> **TO DO**:
Would you write out the listing verbatim and skip every picture in it?

*** SUPPLIED MATERIAL ***

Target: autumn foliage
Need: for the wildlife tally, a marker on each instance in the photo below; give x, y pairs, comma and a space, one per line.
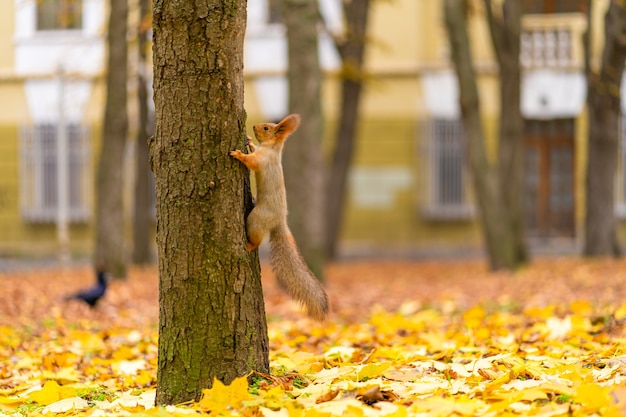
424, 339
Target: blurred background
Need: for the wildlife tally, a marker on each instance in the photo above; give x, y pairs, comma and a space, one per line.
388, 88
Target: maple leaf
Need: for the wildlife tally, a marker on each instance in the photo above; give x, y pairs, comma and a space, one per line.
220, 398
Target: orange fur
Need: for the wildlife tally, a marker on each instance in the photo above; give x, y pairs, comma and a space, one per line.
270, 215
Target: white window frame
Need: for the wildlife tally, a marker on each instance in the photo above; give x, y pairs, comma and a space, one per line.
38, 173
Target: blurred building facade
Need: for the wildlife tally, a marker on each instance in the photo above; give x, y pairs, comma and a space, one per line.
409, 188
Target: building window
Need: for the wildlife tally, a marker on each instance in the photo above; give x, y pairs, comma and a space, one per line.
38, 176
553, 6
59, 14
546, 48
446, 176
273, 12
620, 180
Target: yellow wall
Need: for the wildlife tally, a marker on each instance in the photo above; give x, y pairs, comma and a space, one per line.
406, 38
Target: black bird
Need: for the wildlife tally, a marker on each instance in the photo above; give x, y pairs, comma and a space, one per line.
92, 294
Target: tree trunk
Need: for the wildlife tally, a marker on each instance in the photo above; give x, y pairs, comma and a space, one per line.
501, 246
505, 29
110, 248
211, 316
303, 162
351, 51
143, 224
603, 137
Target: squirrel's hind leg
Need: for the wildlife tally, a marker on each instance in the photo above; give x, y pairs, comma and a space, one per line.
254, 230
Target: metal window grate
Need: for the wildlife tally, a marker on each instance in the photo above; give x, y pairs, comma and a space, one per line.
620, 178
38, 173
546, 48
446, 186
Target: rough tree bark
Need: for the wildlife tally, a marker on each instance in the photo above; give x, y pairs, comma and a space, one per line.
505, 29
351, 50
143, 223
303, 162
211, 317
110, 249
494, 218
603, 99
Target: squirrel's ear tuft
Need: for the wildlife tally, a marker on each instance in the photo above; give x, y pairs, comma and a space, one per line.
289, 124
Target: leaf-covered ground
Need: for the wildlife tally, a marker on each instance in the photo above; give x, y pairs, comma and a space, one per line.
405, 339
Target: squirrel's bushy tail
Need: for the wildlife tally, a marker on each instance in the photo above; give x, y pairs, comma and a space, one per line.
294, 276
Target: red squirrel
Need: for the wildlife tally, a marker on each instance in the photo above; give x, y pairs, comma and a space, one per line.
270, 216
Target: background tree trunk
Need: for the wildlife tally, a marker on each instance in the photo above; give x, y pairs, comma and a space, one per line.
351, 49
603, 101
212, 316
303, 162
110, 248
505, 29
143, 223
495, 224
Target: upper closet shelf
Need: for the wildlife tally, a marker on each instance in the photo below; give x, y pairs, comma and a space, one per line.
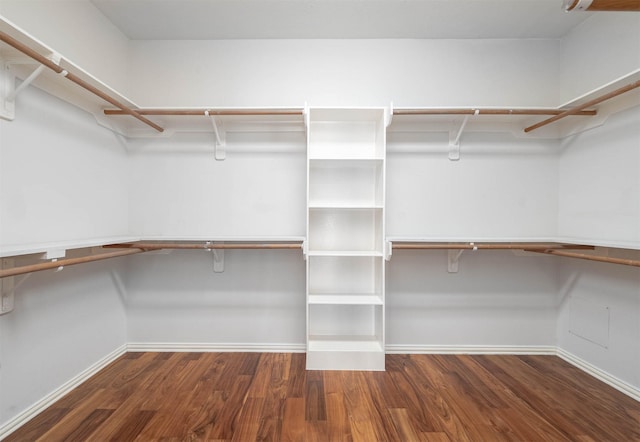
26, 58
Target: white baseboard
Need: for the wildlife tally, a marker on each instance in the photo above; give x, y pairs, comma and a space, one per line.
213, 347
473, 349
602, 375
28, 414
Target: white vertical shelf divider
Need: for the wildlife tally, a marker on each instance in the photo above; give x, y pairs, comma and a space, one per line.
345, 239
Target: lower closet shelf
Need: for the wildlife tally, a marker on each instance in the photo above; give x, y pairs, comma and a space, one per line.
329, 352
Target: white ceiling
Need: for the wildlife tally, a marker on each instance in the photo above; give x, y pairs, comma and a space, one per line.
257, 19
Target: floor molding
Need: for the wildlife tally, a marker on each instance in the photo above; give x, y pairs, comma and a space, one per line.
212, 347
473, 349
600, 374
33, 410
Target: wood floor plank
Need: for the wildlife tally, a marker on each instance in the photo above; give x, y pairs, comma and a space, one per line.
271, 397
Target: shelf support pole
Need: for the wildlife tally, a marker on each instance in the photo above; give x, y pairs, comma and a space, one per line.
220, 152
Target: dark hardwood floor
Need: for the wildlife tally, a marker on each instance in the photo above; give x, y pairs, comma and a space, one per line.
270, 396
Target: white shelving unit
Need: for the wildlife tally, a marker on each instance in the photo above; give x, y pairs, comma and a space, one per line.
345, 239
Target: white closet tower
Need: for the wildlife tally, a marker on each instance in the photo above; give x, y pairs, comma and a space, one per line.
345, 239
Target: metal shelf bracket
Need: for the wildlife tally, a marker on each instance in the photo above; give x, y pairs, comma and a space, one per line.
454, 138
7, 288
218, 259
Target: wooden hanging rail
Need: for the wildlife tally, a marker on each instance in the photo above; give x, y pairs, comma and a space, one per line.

***

> **WRITTEN SOLUTION**:
Target: autumn foliage
Need: for the wildlife tally, a marker on each instance in the photo below; give x, y pairs, comma and a space, one per line.
424, 339
Target: blurred background
Need: for the wildlife tally, a marker on each instance in the photo above; give x, y pairs, comma and a space, one per line.
388, 88
Target: maple leaf
Need: for the wildlife tally, a marker on each instance in the photo above; give x, y pairs, comma and a space, one per line.
220, 398
Target: orange fur
Need: for the wildlife tally, a marker on each instance in the photo above; give x, y pairs, comma and a space, one per line.
270, 215
Target: white window frame
Need: for the wildlife tally, a marker on each instance in the photo above; give x, y pairs, comma and a space, one per line.
38, 173
Target: blurred building facade
Need: for the wildlife tally, a marker on each instance in the photo above; give x, y pairs, comma and a space, one per line.
409, 188
Target: building window
Need: for the wildlife tally, a marker on each instance in the photo above; give x, y pairs, comma and a space, one per line.
38, 176
553, 6
59, 14
546, 48
446, 176
273, 12
620, 180
Target: yellow wall
Need: for the wildlife tally, a marker on each instance in the photo above; give x, y pairs, comma and a space, one per line.
406, 38
Target: black bird
Need: for the wildlife tally, a marker on each instance in the photo above; give x, y pairs, comma and a space, one per line.
92, 294
Target: tree trunk
Need: for the wildlife tally, a marker on each instance in the photo above; give x, y pairs, comma and a space, one per line.
501, 246
505, 29
110, 248
211, 316
303, 162
351, 51
143, 224
603, 137
Target: squirrel's hind leg
Need: for the wildlife tally, a marker on each instance in the photo above; give x, y pairs, comma and a space, one per line.
254, 230
Target: metal window grate
Need: for the wildlife tally, a marker on each instance in the photo above; give x, y pairs, comma and a space, one per line.
620, 178
38, 173
546, 48
446, 186
Target: rough tree bark
Need: for the wildlife tally, a marker on each instance in the photo above; give x, y pairs, comma and a space, one per line.
505, 29
351, 50
143, 223
303, 162
211, 317
110, 249
494, 218
603, 99
Target: squirrel's ear tuft
Need: for the wildlife tally, a marker on each instance in the photo above; give x, y pairs, comma and a space, one per line.
289, 124
Target: leaf-covered ground
Need: for the wildlife tally, a marker on each instance in the photo above; give x, y pairs, comma and a space, one per line.
405, 339
Target: squirrel's bushy tail
Need: for the wildlife tally, a marker on each instance in the photo above; give x, y pairs, comma and a space, one per line.
294, 276
Target: red squirrel
Need: for the wildlife tally, a marker on each instance in the photo above; give x, y pairs, comma and a space, one per line.
270, 216
Target: background tree trunk
Need: for the wildlife tally, a marker on each instance in the photo above; give x, y pairs, comma and a space, one per line.
351, 49
603, 101
212, 316
303, 162
110, 248
505, 29
143, 223
495, 224
Target: upper closet shelf
Need: for the wildlife tally, a marker on each instance in the photo below; give x, y pairs, comma and a space, one per line.
26, 58
Target: white baseboard
Need: for the wildlife tally, a marker on each instance in the photo above; give x, y pairs, comma and a space, one per line.
213, 347
473, 349
602, 375
28, 414
Target: white vertical shelf divider
Need: for the wildlife tally, a marker on each instance in the photo above; give x, y pairs, comma and a space, one per line.
345, 239
Target: lower closet shelf
Need: for the wildlife tally, a marker on each instance in the photo above; give x, y pairs, comma and a space, one per line.
329, 352
Target: white ceiling
Need: for the wildlife tally, a marker on each instance in the photo above; give x, y pairs, comma and a space, one per line.
257, 19
Target: floor molding
Need: for the wildlife tally, a marker on each instance in the photo above; give x, y pairs, comma and a space, one per line.
212, 347
473, 349
600, 374
33, 410
Target: wood floor plank
Need: for the wildlife tally, a marker on each instance in the photo above; give x, y pairs, comma and a space, one per line.
271, 397
Target: shelf support pole
Need: for the wildlife tally, a marker on each instance in the photo above; give x, y pairs, comma and a space, one per line.
220, 152
Target: dark hardwood floor
Need: for the wildlife tally, a marker on each instance in the photo above; give x, y pairs, comma and a space, one per line.
270, 396
Target: white shelving unit
Need: for the wildlife tally, a marker on each instance in the photo above; give x, y pairs, comma and a space, one per line.
345, 239
Target: white closet tower
Need: for the wildlife tally, a marker on each instance in the photo above; give x, y pairs, comma and a space, one per line.
345, 239
Target: metal shelf bracket
Need: for the wildlife tally, a marker on each instance in the photo above; give x, y pairs, comma and a space, one per line.
454, 138
7, 288
218, 259
Target: wooden hanging rail
Need: for the wildlife tally, a marker on each instance in the photo above; give x, y pairs, comma and a space, one per line.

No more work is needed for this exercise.